WHAT TO DO:
Reproduce the data verbatim, starting at the line that contains "Expected output, for every instance of the door frame, the" and ending at the final line of the data, with both ends included.

[Excerpts from point annotation data]

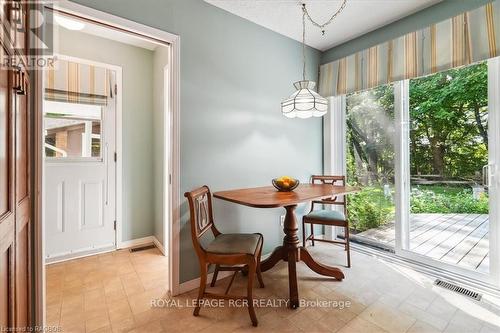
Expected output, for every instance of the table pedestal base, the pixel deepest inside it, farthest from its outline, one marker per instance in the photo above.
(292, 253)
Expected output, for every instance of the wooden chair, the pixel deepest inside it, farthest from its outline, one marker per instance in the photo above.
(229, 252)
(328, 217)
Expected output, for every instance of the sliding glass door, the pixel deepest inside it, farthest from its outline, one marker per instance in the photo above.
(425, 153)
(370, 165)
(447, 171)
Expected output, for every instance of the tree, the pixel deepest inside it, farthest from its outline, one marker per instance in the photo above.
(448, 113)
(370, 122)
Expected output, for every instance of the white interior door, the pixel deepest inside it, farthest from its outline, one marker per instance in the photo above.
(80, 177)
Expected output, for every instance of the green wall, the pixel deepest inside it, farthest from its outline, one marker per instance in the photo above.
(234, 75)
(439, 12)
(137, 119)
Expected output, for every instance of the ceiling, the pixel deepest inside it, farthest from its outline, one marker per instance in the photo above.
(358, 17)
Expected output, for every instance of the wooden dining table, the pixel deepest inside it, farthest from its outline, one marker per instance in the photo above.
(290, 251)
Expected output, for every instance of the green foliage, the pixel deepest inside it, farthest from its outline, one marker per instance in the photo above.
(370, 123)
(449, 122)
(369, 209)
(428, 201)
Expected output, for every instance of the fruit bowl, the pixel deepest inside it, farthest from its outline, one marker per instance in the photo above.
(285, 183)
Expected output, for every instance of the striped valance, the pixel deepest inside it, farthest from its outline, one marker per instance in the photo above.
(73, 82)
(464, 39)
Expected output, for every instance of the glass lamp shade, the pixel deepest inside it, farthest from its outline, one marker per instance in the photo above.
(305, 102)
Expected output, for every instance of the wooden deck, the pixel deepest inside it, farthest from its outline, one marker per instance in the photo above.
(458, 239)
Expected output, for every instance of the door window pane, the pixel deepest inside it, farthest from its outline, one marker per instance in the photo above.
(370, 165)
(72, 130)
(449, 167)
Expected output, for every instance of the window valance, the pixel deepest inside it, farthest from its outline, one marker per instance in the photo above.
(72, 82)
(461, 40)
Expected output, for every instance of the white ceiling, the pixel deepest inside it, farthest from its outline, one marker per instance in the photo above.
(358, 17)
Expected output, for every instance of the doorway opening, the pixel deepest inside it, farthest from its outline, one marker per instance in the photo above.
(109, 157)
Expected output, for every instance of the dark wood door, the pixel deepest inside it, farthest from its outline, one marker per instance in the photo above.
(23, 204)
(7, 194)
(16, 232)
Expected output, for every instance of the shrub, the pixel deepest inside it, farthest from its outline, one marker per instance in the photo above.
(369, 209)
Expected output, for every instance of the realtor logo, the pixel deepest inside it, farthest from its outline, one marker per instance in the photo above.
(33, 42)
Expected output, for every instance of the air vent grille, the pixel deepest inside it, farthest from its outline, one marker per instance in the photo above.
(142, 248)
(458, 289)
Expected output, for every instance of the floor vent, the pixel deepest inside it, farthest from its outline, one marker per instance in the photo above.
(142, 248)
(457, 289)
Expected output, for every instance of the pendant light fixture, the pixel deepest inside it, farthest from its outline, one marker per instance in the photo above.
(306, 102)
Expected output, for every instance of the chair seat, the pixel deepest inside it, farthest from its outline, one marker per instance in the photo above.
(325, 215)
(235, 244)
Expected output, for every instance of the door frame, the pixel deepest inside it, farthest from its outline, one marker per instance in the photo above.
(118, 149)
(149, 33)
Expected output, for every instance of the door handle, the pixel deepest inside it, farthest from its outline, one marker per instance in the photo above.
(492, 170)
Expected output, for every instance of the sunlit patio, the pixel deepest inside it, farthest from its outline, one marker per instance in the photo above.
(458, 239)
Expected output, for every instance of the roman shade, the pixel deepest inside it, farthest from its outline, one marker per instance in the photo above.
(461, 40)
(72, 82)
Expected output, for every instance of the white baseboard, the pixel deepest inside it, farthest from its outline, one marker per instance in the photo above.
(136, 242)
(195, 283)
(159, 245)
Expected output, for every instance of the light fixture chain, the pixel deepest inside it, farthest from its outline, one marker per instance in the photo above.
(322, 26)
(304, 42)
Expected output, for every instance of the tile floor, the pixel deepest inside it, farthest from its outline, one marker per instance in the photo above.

ANSWER TO THIS EXERCISE:
Expected output, for every instance of the door frame, the pixel deepest inside it, farthest from its outline, one marker per instance in the photo above.
(118, 149)
(149, 33)
Expected output, for every instance of the door handle, the pixel deepest inside it, farthest from its outline, one marker per instance in the photo above.
(492, 170)
Expected output, for every instance of the sunlit patio, the pixel deepest inside it, farthest from its outline, one marker per instance in the photo above.
(458, 239)
Expected output, for every instance of the roman shade, the pixel deepest inside it, farthest from its outline, one marker per instance in the photo above.
(461, 40)
(72, 82)
Expected output, for every instance of the white baseboard, the pixel deepest inside it, farthest from its outline, one marker per instance in the photo above.
(136, 242)
(195, 283)
(159, 245)
Expected output, for every instance of the light fixture chain, the pixel deepest inside it, farthest from its outline, one marker per instance in the photo above.
(322, 26)
(304, 42)
Expected output, for every instance of the tile floor, the pixel deepest inside it, farthest from its outline, one marker per instance in the photo above.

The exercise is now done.